• **Task instructions**: Return all entries precisely as they stand, without the images.

• **Extracted records**:
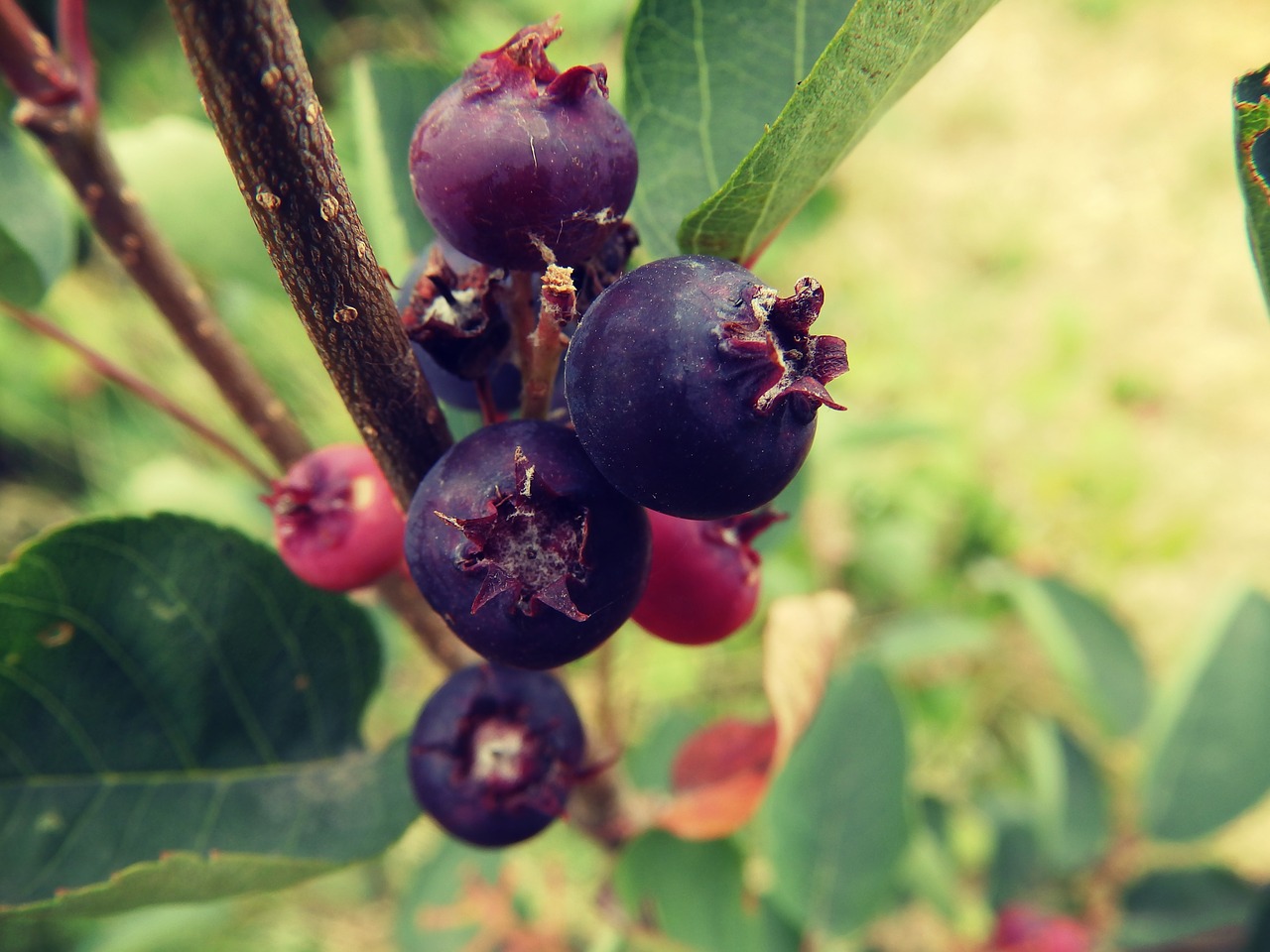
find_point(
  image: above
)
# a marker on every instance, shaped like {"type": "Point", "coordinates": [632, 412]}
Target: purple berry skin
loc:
{"type": "Point", "coordinates": [530, 555]}
{"type": "Point", "coordinates": [516, 153]}
{"type": "Point", "coordinates": [494, 754]}
{"type": "Point", "coordinates": [694, 388]}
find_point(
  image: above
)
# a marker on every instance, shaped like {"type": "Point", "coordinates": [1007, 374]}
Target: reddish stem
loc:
{"type": "Point", "coordinates": [157, 399]}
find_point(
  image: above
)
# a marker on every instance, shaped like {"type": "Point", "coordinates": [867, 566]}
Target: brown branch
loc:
{"type": "Point", "coordinates": [258, 91]}
{"type": "Point", "coordinates": [79, 149]}
{"type": "Point", "coordinates": [28, 61]}
{"type": "Point", "coordinates": [157, 399]}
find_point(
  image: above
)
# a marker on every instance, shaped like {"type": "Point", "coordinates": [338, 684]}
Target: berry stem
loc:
{"type": "Point", "coordinates": [249, 64]}
{"type": "Point", "coordinates": [558, 306]}
{"type": "Point", "coordinates": [114, 373]}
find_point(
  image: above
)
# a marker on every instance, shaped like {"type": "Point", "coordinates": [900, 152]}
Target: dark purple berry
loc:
{"type": "Point", "coordinates": [494, 754]}
{"type": "Point", "coordinates": [694, 388]}
{"type": "Point", "coordinates": [517, 164]}
{"type": "Point", "coordinates": [530, 555]}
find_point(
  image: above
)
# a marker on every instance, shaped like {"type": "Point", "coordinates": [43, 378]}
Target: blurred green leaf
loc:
{"type": "Point", "coordinates": [694, 892]}
{"type": "Point", "coordinates": [1089, 651]}
{"type": "Point", "coordinates": [702, 81]}
{"type": "Point", "coordinates": [879, 53]}
{"type": "Point", "coordinates": [177, 168]}
{"type": "Point", "coordinates": [1209, 751]}
{"type": "Point", "coordinates": [35, 226]}
{"type": "Point", "coordinates": [1252, 160]}
{"type": "Point", "coordinates": [180, 720]}
{"type": "Point", "coordinates": [929, 638]}
{"type": "Point", "coordinates": [1174, 904]}
{"type": "Point", "coordinates": [434, 915]}
{"type": "Point", "coordinates": [1071, 796]}
{"type": "Point", "coordinates": [386, 99]}
{"type": "Point", "coordinates": [835, 815]}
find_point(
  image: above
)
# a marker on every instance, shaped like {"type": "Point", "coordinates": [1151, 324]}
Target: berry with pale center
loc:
{"type": "Point", "coordinates": [530, 556]}
{"type": "Point", "coordinates": [494, 754]}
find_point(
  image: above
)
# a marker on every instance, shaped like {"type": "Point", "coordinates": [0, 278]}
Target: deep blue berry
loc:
{"type": "Point", "coordinates": [695, 389]}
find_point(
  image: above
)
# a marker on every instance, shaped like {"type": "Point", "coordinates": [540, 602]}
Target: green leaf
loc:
{"type": "Point", "coordinates": [1089, 651]}
{"type": "Point", "coordinates": [177, 168]}
{"type": "Point", "coordinates": [386, 99]}
{"type": "Point", "coordinates": [1209, 751]}
{"type": "Point", "coordinates": [879, 53]}
{"type": "Point", "coordinates": [694, 892]}
{"type": "Point", "coordinates": [702, 81]}
{"type": "Point", "coordinates": [1174, 904]}
{"type": "Point", "coordinates": [837, 814]}
{"type": "Point", "coordinates": [35, 226]}
{"type": "Point", "coordinates": [1252, 160]}
{"type": "Point", "coordinates": [434, 915]}
{"type": "Point", "coordinates": [180, 720]}
{"type": "Point", "coordinates": [1072, 798]}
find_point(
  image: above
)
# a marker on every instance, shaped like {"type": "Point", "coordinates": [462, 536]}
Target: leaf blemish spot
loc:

• **Reply**:
find_point(
  image: above
)
# a marker on every instance, shaped like {"type": "Point", "coordinates": [632, 412]}
Target: purple berry skin
loc:
{"type": "Point", "coordinates": [530, 555]}
{"type": "Point", "coordinates": [516, 153]}
{"type": "Point", "coordinates": [494, 754]}
{"type": "Point", "coordinates": [694, 388]}
find_point(
  image: above
)
# a marker on every instance, shaped like {"type": "Point", "coordinates": [1007, 374]}
Target: reddish stem
loc:
{"type": "Point", "coordinates": [157, 399]}
find_point(
  image: above
)
# a marker on every instance, shaped like {"type": "Point", "coordinates": [867, 566]}
Target: brown branch
loc:
{"type": "Point", "coordinates": [258, 91]}
{"type": "Point", "coordinates": [79, 149]}
{"type": "Point", "coordinates": [28, 61]}
{"type": "Point", "coordinates": [157, 399]}
find_point(
  image: above
)
# a marker on every instance, shaped like {"type": "Point", "coordinates": [338, 684]}
Target: berry stem
loc:
{"type": "Point", "coordinates": [249, 64]}
{"type": "Point", "coordinates": [558, 306]}
{"type": "Point", "coordinates": [114, 373]}
find_point(
  image: above
)
# a marker on every instance, shaped like {"type": "Point", "coordinates": [900, 152]}
Target: dark purple berry
loc:
{"type": "Point", "coordinates": [494, 754]}
{"type": "Point", "coordinates": [694, 388]}
{"type": "Point", "coordinates": [517, 164]}
{"type": "Point", "coordinates": [530, 555]}
find_point(
  image: above
)
# a marker on every instance, shaped like {"type": "Point", "coordinates": [43, 378]}
Target: blurred green leaf
loc:
{"type": "Point", "coordinates": [694, 892]}
{"type": "Point", "coordinates": [1089, 651]}
{"type": "Point", "coordinates": [702, 81]}
{"type": "Point", "coordinates": [879, 53]}
{"type": "Point", "coordinates": [177, 168]}
{"type": "Point", "coordinates": [1209, 751]}
{"type": "Point", "coordinates": [35, 226]}
{"type": "Point", "coordinates": [1252, 160]}
{"type": "Point", "coordinates": [180, 720]}
{"type": "Point", "coordinates": [929, 638]}
{"type": "Point", "coordinates": [1174, 904]}
{"type": "Point", "coordinates": [434, 915]}
{"type": "Point", "coordinates": [1071, 796]}
{"type": "Point", "coordinates": [386, 99]}
{"type": "Point", "coordinates": [835, 815]}
find_point(
  image: above
)
# a marker on every instance, shaped like {"type": "Point", "coordinates": [1151, 324]}
Target: berry with pale center
loc:
{"type": "Point", "coordinates": [530, 556]}
{"type": "Point", "coordinates": [494, 754]}
find_point(
  image: above
)
# a marker on every instance, shaped like {"type": "Point", "coordinates": [0, 278]}
Target: deep blue berry
loc:
{"type": "Point", "coordinates": [695, 389]}
find_point(
  image: above
)
# a marker on every instance, shaped like {"type": "Point", "coordinates": [540, 602]}
Target: green leaf
loc:
{"type": "Point", "coordinates": [1089, 651]}
{"type": "Point", "coordinates": [177, 168]}
{"type": "Point", "coordinates": [386, 99]}
{"type": "Point", "coordinates": [1209, 751]}
{"type": "Point", "coordinates": [879, 53]}
{"type": "Point", "coordinates": [694, 892]}
{"type": "Point", "coordinates": [702, 81]}
{"type": "Point", "coordinates": [1174, 904]}
{"type": "Point", "coordinates": [837, 814]}
{"type": "Point", "coordinates": [35, 226]}
{"type": "Point", "coordinates": [1252, 160]}
{"type": "Point", "coordinates": [434, 915]}
{"type": "Point", "coordinates": [180, 720]}
{"type": "Point", "coordinates": [1072, 798]}
find_point(
  image: above
)
# a marker on every instance, shaped like {"type": "Point", "coordinates": [462, 536]}
Target: leaf blemish spot
loc:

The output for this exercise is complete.